━━━━━ Record excerpts

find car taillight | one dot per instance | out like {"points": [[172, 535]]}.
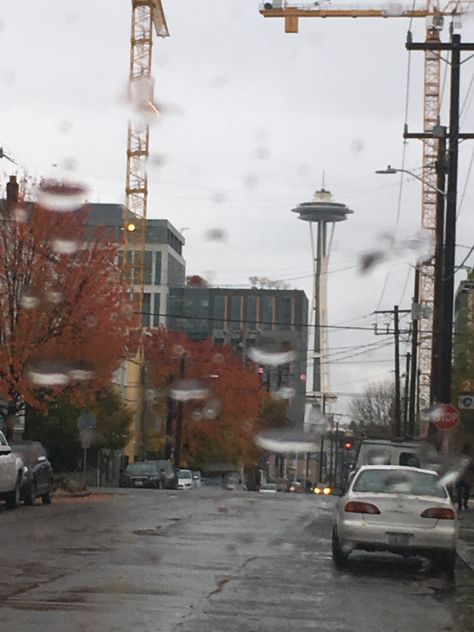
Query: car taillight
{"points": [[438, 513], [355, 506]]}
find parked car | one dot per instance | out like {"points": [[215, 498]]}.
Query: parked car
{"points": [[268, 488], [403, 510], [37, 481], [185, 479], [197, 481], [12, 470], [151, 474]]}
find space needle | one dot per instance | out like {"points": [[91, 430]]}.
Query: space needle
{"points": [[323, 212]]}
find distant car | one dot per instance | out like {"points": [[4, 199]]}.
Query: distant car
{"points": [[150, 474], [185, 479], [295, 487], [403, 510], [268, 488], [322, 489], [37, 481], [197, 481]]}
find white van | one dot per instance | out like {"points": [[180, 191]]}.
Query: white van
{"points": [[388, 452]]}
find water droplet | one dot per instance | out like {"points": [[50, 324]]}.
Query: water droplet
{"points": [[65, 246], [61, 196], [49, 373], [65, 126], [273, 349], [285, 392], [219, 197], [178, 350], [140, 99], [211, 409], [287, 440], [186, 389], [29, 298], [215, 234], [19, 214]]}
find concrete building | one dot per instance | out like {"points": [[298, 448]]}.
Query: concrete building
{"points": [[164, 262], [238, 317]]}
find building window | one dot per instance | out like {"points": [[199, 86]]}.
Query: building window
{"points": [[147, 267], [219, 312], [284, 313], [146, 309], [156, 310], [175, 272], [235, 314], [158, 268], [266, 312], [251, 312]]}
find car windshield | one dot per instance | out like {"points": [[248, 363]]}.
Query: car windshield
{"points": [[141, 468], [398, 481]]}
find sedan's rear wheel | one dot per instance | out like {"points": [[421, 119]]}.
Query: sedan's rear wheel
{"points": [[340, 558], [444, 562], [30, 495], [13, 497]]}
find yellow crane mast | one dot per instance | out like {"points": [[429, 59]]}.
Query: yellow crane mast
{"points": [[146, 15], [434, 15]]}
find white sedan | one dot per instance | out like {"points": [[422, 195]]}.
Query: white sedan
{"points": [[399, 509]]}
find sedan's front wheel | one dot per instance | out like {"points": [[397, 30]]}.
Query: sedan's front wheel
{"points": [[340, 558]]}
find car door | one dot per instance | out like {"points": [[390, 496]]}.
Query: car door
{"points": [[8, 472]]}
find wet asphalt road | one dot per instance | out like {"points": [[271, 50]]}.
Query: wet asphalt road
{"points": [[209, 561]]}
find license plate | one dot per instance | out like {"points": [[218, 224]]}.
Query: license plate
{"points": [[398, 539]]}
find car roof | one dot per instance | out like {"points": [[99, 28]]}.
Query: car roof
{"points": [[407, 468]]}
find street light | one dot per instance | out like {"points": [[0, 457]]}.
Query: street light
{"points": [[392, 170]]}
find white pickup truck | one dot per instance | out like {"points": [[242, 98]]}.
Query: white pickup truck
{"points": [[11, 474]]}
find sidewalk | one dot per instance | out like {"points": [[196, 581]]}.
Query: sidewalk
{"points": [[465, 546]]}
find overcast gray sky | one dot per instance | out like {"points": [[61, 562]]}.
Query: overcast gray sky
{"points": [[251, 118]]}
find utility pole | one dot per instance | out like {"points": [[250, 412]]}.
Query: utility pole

━━━━━━━━━━

__Set problem__. Word for word, quote the full listing, omitting every picture.

__Final answer__.
find car taillight | one dot per instance | out like {"points": [[172, 535]]}.
Query: car taillight
{"points": [[438, 513], [355, 506]]}
find parked car | one dot per instance | out like {"points": [[215, 498]]}.
Query: parked car
{"points": [[268, 488], [403, 510], [37, 481], [185, 479], [197, 481], [12, 470], [151, 474]]}
find space needle | one dot per instance | out like {"points": [[91, 430]]}.
Query: space needle
{"points": [[323, 212]]}
find distant car | one dot per instance | out like {"points": [[4, 199]]}.
Query: distant car
{"points": [[150, 474], [185, 479], [295, 487], [403, 510], [268, 488], [322, 489], [37, 481], [197, 481]]}
find white van | one dot per instance | out like {"points": [[180, 191]]}.
Query: white van
{"points": [[388, 452]]}
find water droplet | one dot per instance | out like {"points": [[50, 324]]}.
Query: water droplet
{"points": [[65, 246], [61, 196], [49, 373], [65, 126], [273, 349], [285, 392], [219, 197], [178, 350], [140, 99], [211, 409], [287, 440], [186, 389], [29, 298], [215, 234], [19, 214]]}
find concrete building | one dot per instance | out like {"points": [[298, 448]]}.
Query: concrete building
{"points": [[164, 262], [238, 317]]}
find building window | one dot per instance | out like {"points": [[199, 86]]}.
Query: building window
{"points": [[147, 267], [219, 312], [284, 313], [146, 309], [156, 310], [175, 272], [235, 314], [158, 268], [266, 312], [251, 312]]}
find car windshield | one dot per instance | out like {"points": [[248, 363]]}.
Query: car windshield
{"points": [[141, 468], [398, 481]]}
find sedan's rear wheel | one dot per instance | out like {"points": [[421, 119]]}.
Query: sedan's rear wheel
{"points": [[340, 558], [444, 562], [30, 495], [13, 497]]}
find yellow crane mast | one dot per instance | out like {"points": [[429, 59]]}.
Query: yellow crane mast
{"points": [[146, 15], [434, 15]]}
find white sedan | one dot per instance | out like {"points": [[422, 195]]}.
Query: white sedan
{"points": [[399, 509]]}
find sedan's front wheel | one dot per instance | out like {"points": [[397, 30]]}.
Query: sedan's front wheel
{"points": [[340, 558]]}
find car door | one dot per instance | out like {"points": [[390, 496]]}.
Query: car door
{"points": [[8, 472]]}
find wet asphalt road | one dot per instance | out like {"points": [[271, 50]]}.
Query: wet asphalt road
{"points": [[209, 561]]}
find license plate | one dot per instance | out like {"points": [[218, 224]]}.
Query: license plate
{"points": [[398, 539]]}
find car roof | one dot per instance | out like {"points": [[99, 28]]}.
Query: car roof
{"points": [[407, 468]]}
find street light | one dot per instance | out like {"points": [[0, 457]]}.
Query: street light
{"points": [[392, 170]]}
find white pickup truck | one dot per instance | out like {"points": [[242, 98]]}.
Query: white pickup truck
{"points": [[11, 474]]}
find sidewalk | one dot per instance | out like {"points": [[196, 581]]}.
Query: sidewalk
{"points": [[465, 546]]}
find overcast gray sky | one dot per instance | out like {"points": [[61, 562]]}.
Query: overcast gray sky
{"points": [[251, 118]]}
find utility pole | one dot per instance | out like {"points": [[250, 412]]}.
Query: utility pole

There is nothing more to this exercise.